Further, the Electronic Case management practice directions 2020 section 6 provides as follows;
6 (1) where under any law a document is required to be lodged or filed in court, the filing shall be effected by electronic means in accordance with these practice directions
(2) in every judicial proceeding, the court and the parties to the case shall employ the use of technology to expedite proceedings and make them more efficient
(3) the technology referred to in subparagraph (2) shall include-
(a) e-filing;
(b) e-service of documents
(c) digital display devices;
(d) real time transcript devices
(e) video and audio conferencing
(f) digital import devices
(g) computers in the court
Further, section 13 provides;
13 (1) where under any law a document is required to be served on a person, service may be effected by electronic means in accordance with these practice directions.
(2) every person who files a document in court shall electronically serve the document to everyone who by law is entitled to be served through the address contained in the electronic system.
(3) where the person or the advocate of the person on whom service is to be effected is not registered in the system,the initial service may be effected through any other means authorized by law and an affidavit of return of service shall be filed in court.
There is an affidavit of service on record (“affidavit of service’’) sworn by a licensed court process server on 2nd September 2020 which he states at the material part;
2. That on 1st September 2020 I received copies of summons to enter appearance dated 25th august 2020 together with the plaint dated 19th august 2020 from the firm of M/S Kilonzo & Aziz Advocates with the instructions to serve upon Jubilee Insurance Company Limited herein the defendant.
3. That on the same day at around 11.10 am, I proceeded to Jubilee insurance Building located at Wabera street to serve the said defendant.
4. That upon arrival, I introduced myself to the secretary and the purpose of the visit whereby the service was not acknowledged instead the secretary gave me the email address because she said they were not receiving any hard copy due to the corona virus pandemic.
5. That thereafter I proceeded to the cyber café whereby I scanned the relevant documents and served the defendant herein through e-service via the email (Philomena.Theuri@jubileekenya.com).
From the affidavit of service then there is no doubt that the defendant was duly served. I therefore agree that the defendant was in deed served and elected not to enter appearance or file a statement of defence thus rendering the suit undefended.
2. Whether there was a valid insurance cover, whether the claim arose during the existence of the cover, whether the defendant breached the insurance cover policy and whether the plaintiff is entitled to compensation.

SUPPLIED ENTRIES =>

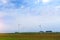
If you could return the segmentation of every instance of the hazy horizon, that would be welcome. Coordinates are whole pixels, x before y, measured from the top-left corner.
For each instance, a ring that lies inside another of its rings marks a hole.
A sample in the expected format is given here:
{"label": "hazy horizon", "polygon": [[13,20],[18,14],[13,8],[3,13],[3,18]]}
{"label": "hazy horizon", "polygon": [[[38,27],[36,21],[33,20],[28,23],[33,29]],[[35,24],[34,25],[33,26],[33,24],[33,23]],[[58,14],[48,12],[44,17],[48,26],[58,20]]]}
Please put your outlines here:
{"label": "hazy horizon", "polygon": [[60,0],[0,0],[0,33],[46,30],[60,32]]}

APPLY WHAT YOU READ =>
[1] In the court ruling, why did the secretary give the process server an email address instead of accepting service?
[2] Translate this sentence from the court ruling into Spanish: "From the affidavit of service then there is no doubt that the defendant was duly served."
[3] Write the next part of the court ruling, picking up after its final sentence.
The data come from a separate source and are unrelated to the court ruling.

ANSWERS FOR EACH ITEM =>
[1] She said they were not receiving any hard copy due to the coronavirus pandemic.

[2] A partir de la declaración jurada de notificación, no cabe duda de que el demandado fue debidamente notificado.

[3]
Indemnity has several interlinked meanings in the insurance contract context inherent in the notion that an insurance contract should provide no more and no less than a full indemnity is the goal of preventing windfalls to either party. This aspect is emphasized in Castellain v Preston. Brett LJ declared that:
“The very foundation…….of every rule which has been applied to insurance law is this, namely, that the contract of insurance contained in a marine or fire policy is a contract of indemnity, an of indemnity only, and that this contract means the assure, in case of a loss against which the policy has been made, shall be fully indemnified, but shall never be more than fully indemnified. That is the fundamental principle of insurance, and if ever a proposition is brought forward which is at variance with it……that proposition must certainly be wrong.”
In discussing whether the plaintiff’s was entitled to claim upto the liability limit in respect of each loss one has to take the approach as illustrated in the case of Crisp v. Security Nat’l Ins. Co, 369 S.W. 2d 326 (1963), the court stated that
“Indemnity is the basis and foundation of insurance coverage not to exceed the amount of the policy, the objective being that the insured should neither reap economic gain or incur a loss is adequately insured.
….The measure of damage that should be applied in case of destruction of this kind of property is the actual worth of value of the articles to the owner for use in the condition in which they were at the time of the fire excluding any fanciful or sentimental considerations”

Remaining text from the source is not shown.